§ **Task**
Copy word for word the stretch of the article on evangelicals and the Canaanite genocides from "Grasping at Straws" through "justice of God.".

§ **Document segment**
Grasping at Straws Part Ten--Evangelicals Defend Genocide

In 2003, Zondervan published a book entitled: Show Them No Mercy: 4 Views on God and Canaanite Genocide. The book is part of the Counterpoints series in which several evangelical scholars of slightly various persuasions are assembled to address a particular topic on which they disagree. For example, they have Counterpoint books dealing with the concept of hell, sanctificaton,, eternal security and other topics debated intramurally among evangelicals. In this book each of the four evangelicals, all of whom accept the historicity of the Canaanite genocides, have different explanations as to how to reconcile the genocides with the justice of God.

The first essay in the book is by C. S. Cowles, professor of Bible and theology at Point Loma Nazarene University in San Diego, California. He begins by asking the question: How can we reconcile God's instructions to "utterly destroy" the Canaanites in the Old Testament with Jesus' command to "love your enemies" in the New Testament? The short answer is: "with great difficulty" (p. 14).

He is in fact embarrassed by the genocides in the Hebrew Scriptures. He says:
We hang our heads to admit it, but jihad ("holy war") is not a Muslim invention. Its origins and justification are to be found in the Hebrew Scriptures. Moses was the first in known history to spell out an ideology of "holy war" that dictated--unlike Muhammad's reformulation--the genocidal destruction of enemies. Moses and Joshua were the first to engage in campaigns of "ethnic cleansing" as herem ("acts of religious devotion"). It is to these texts that Christians have appealed, from St. Augustine in the fourth century to Orthodox Serbs in the twentieth, in justifying the mass destruction of human beings" (pp. 16-17).

So then, how does he explain the genocidal commands in his Old Testament? He does it by saying that the commands were not given by Yahweh but rather by Moses and Joshua who claimed to be speaking for God. He rightly, in my opinion, concludes that, To attribute genocidal violence to God poisons the well of all his other attributes (p. 18).

He argues:
There is a better way of dealing with the conflicting divine commands regarding the treatment of enemies. It is to acknowledge what is everywhere assumed in the New Testament, namely, that while there are vast and vitally important areas of continuity between Israel's faith and that of the church, there are significant instances of radical discontinuity as well, none more so than in reference to divinely initiated and sanctioned violence. There were good reasons why the church fathers, in settling upon the canon of sacred Scripture, separated the Hebrew Scriptures from the Christian and gave to the former the designation "old" and the latter "new" (p. 19).

Rows from a pointing dataset:
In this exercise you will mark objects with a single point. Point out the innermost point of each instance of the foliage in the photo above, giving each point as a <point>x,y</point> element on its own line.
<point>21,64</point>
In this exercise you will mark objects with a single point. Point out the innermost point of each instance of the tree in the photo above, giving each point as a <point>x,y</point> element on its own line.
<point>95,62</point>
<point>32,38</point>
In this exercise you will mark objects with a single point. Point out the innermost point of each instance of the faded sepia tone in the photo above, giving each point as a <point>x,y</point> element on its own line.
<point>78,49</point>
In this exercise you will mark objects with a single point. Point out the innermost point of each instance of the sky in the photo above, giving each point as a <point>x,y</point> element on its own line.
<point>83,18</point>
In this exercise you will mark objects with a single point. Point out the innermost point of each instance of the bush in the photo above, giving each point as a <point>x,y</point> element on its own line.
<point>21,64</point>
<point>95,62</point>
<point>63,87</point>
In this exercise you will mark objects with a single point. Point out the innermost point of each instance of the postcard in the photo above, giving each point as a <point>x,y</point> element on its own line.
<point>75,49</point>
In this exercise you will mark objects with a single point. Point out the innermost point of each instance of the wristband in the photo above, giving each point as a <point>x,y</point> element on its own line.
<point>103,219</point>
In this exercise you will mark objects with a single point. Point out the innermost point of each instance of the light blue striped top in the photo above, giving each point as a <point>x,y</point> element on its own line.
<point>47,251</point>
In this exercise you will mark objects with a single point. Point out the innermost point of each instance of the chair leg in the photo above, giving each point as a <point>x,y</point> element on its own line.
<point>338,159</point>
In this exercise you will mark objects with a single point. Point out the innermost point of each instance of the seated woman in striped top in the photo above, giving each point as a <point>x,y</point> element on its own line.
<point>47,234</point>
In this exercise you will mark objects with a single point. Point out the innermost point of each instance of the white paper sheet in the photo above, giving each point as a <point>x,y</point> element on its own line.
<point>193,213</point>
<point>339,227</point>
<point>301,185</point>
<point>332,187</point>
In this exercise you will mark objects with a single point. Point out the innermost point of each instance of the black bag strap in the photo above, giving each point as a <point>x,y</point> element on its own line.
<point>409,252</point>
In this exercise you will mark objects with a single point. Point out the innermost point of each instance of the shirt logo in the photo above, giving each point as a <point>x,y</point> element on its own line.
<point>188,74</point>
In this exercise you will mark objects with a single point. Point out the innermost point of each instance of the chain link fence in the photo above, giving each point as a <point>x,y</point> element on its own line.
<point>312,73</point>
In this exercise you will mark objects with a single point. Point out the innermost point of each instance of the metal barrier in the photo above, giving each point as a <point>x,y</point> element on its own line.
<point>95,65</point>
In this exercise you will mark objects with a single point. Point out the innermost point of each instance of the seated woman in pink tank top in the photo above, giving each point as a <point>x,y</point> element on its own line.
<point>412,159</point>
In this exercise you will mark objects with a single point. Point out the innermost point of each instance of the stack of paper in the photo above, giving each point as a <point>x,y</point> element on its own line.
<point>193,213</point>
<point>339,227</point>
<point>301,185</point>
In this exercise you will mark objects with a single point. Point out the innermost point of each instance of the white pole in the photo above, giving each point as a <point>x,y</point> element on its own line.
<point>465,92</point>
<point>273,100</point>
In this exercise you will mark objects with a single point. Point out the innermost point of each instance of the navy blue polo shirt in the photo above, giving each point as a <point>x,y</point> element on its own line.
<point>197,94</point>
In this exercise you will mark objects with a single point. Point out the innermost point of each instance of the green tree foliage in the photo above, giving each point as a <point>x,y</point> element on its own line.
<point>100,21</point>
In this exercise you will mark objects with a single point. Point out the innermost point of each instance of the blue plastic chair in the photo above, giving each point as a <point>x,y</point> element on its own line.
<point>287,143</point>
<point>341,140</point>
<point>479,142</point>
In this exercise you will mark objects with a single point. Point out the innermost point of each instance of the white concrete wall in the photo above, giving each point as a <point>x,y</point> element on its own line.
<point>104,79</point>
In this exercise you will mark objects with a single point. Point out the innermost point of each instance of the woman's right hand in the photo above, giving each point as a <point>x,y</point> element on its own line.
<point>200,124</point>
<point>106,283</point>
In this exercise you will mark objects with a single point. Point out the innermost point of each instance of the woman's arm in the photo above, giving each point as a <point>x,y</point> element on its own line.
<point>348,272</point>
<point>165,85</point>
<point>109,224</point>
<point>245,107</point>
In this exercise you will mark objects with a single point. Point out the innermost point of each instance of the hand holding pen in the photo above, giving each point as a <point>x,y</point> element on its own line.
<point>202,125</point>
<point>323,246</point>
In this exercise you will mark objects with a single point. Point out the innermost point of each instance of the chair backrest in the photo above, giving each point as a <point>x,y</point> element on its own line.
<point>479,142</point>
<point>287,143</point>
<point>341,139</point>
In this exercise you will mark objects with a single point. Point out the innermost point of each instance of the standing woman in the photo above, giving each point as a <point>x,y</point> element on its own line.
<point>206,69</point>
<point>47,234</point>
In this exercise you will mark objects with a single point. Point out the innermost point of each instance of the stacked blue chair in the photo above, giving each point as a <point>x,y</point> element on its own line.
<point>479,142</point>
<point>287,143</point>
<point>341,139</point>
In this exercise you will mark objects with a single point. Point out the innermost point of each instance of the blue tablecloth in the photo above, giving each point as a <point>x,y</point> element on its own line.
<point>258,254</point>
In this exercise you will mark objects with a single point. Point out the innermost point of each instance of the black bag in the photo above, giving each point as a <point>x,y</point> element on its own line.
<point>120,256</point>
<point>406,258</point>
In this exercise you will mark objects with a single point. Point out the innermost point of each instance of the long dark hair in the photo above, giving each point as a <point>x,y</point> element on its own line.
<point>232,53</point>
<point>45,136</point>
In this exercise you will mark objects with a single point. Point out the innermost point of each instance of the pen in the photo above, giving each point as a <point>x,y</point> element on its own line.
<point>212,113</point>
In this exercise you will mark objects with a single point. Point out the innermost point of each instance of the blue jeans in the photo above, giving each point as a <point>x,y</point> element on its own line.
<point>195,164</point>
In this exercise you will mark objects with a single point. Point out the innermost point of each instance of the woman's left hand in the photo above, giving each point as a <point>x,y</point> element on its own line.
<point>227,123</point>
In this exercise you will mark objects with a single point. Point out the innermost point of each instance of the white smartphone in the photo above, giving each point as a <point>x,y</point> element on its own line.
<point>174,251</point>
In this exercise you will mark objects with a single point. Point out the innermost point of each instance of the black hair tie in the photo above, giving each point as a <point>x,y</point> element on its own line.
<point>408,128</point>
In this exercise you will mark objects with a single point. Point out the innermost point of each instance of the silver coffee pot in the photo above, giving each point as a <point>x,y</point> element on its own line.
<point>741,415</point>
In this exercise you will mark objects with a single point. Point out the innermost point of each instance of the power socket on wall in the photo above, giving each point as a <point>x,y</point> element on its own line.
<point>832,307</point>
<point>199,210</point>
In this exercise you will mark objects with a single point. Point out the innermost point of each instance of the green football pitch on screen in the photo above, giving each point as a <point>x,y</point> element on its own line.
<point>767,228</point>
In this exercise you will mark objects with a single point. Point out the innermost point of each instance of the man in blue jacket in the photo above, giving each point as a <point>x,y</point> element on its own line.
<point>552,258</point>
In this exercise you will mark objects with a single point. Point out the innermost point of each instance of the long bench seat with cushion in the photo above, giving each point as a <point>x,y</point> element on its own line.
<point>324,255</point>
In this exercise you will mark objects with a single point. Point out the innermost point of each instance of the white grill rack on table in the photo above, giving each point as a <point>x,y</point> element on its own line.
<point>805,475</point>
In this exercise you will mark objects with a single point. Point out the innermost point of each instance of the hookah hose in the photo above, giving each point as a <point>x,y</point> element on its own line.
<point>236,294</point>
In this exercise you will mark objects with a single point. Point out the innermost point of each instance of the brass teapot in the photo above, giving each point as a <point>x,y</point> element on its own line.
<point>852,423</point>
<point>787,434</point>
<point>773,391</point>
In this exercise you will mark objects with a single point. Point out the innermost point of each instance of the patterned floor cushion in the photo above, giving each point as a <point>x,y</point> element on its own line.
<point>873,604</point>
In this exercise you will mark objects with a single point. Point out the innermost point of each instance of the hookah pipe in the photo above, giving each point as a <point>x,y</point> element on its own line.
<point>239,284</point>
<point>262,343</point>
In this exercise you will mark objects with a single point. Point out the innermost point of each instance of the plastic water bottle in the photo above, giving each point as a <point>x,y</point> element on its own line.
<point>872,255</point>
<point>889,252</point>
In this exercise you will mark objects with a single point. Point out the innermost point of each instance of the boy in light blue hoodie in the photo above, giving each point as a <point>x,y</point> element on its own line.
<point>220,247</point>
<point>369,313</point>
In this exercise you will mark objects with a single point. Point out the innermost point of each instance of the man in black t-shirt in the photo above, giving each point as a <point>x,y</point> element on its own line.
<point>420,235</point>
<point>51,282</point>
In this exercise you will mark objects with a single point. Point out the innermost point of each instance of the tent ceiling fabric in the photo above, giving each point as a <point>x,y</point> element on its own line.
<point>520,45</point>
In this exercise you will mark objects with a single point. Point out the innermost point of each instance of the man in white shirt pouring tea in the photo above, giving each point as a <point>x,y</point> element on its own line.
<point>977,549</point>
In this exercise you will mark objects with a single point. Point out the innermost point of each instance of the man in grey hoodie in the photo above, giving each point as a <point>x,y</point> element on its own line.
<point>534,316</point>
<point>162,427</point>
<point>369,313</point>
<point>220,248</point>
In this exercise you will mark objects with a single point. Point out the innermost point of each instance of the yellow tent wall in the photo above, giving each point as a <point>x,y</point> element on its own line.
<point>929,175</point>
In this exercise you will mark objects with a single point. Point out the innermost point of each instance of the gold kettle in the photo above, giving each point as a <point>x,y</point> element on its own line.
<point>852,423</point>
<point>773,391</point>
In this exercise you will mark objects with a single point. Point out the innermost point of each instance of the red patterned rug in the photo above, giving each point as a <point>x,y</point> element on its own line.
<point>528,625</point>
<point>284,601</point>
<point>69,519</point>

§ **Task response**
Grasping at Straws Part Ten--Evangelicals Defend Genocide

In 2003, Zondervan published a book entitled: Show Them No Mercy: 4 Views on God and Canaanite Genocide. The book is part of the Counterpoints series in which several evangelical scholars of slightly various persuasions are assembled to address a particular topic on which they disagree. For example, they have Counterpoint books dealing with the concept of hell, sanctificaton,, eternal security and other topics debated intramurally among evangelicals. In this book each of the four evangelicals, all of whom accept the historicity of the Canaanite genocides, have different explanations as to how to reconcile the genocides with the justice of God.